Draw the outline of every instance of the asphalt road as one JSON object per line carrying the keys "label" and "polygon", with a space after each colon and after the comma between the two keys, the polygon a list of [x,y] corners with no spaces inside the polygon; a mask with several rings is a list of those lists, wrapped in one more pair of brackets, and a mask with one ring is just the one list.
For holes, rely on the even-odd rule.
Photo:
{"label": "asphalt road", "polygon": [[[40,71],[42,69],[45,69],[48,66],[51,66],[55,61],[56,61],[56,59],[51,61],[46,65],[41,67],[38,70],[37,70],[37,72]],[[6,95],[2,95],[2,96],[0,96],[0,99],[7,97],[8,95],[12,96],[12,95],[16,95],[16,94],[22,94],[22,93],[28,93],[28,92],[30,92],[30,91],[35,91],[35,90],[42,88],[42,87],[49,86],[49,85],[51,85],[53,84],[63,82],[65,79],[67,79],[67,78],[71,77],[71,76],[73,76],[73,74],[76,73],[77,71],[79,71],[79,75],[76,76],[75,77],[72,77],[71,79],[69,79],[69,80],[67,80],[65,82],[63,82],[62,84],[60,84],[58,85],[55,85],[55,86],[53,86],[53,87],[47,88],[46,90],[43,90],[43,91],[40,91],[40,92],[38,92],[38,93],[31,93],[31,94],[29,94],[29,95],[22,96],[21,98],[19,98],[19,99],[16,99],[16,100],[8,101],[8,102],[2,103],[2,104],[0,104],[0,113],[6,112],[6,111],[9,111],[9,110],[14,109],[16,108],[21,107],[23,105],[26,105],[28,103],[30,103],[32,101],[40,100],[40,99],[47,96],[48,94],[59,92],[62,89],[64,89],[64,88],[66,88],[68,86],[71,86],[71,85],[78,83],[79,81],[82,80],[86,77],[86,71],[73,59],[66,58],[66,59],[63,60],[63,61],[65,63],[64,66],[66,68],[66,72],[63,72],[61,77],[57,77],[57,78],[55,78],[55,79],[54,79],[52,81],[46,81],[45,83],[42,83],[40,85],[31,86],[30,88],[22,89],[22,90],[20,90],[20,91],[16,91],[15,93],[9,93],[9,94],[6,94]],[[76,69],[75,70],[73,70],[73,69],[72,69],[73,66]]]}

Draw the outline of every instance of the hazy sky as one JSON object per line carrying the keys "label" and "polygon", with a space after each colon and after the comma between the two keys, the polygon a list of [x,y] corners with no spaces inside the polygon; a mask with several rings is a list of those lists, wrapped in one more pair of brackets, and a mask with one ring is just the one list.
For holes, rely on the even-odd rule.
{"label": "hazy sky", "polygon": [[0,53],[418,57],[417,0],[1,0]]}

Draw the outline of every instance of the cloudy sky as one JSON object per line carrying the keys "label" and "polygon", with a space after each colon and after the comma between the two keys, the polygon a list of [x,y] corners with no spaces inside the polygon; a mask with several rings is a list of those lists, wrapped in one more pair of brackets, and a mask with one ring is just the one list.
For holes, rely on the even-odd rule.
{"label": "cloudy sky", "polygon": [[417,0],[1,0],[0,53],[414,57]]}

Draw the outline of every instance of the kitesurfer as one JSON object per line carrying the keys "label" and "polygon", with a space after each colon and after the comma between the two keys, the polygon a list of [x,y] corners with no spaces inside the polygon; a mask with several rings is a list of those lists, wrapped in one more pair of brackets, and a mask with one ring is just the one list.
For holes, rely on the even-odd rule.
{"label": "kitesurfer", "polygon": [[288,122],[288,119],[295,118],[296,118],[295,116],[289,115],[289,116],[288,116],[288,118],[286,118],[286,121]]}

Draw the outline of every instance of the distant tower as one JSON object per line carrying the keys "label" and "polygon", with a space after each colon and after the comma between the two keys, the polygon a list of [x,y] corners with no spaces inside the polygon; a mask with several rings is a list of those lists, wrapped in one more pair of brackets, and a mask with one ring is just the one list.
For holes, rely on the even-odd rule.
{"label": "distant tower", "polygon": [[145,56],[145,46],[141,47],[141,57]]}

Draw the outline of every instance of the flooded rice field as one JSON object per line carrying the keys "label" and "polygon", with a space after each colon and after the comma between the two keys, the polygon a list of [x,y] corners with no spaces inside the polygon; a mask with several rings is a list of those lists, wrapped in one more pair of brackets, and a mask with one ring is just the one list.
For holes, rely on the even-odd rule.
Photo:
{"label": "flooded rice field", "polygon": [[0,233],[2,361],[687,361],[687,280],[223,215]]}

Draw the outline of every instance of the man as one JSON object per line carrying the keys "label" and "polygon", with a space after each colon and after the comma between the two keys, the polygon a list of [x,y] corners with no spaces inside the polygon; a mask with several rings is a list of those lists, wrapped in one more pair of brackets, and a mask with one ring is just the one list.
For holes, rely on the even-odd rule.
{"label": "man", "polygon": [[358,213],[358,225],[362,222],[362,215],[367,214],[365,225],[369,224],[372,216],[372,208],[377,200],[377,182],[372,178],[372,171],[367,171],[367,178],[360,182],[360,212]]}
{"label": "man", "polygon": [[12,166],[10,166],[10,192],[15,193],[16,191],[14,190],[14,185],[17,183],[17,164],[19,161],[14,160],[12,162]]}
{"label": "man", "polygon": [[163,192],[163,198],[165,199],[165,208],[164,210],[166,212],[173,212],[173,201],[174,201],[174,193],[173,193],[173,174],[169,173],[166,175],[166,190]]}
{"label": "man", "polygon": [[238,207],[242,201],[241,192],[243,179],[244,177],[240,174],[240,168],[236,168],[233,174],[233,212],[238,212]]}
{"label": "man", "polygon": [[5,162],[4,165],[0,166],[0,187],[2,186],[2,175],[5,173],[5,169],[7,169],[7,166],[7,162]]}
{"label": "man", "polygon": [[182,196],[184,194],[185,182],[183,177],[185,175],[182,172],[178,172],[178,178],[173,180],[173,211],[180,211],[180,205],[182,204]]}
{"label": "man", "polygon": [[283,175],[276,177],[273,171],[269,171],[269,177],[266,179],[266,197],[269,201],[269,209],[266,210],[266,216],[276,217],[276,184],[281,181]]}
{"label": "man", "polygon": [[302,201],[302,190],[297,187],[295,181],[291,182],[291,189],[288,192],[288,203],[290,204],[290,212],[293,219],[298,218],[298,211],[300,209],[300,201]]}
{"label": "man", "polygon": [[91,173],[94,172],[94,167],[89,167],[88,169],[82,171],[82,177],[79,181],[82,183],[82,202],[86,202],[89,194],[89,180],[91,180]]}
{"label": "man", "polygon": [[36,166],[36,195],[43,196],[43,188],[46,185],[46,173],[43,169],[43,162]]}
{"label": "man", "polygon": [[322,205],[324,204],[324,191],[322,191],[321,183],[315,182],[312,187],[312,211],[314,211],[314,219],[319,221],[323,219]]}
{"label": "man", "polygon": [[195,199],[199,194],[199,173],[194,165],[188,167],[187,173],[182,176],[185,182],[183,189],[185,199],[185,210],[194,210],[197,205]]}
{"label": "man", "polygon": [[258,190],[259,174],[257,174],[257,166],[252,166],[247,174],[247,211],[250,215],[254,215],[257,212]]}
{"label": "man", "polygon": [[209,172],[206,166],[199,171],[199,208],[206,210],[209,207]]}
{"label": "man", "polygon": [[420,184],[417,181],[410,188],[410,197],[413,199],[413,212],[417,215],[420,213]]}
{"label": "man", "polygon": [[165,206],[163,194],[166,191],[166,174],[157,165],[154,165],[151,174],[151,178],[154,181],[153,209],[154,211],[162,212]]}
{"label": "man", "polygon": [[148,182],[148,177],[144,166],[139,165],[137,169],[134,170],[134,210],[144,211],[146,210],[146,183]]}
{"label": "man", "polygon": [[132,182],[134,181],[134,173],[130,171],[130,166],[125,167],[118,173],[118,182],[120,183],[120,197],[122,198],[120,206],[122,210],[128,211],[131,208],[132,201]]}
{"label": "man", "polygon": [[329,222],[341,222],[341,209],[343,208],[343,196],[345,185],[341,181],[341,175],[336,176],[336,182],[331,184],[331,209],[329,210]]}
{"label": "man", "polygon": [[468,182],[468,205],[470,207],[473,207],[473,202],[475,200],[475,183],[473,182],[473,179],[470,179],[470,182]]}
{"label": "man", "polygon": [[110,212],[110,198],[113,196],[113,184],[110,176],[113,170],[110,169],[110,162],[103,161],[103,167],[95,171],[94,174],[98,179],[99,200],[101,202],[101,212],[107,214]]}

WHAT TO PRODUCE.
Report how many lines of the data contain the word "distant". Give only the number.

REPLY.
2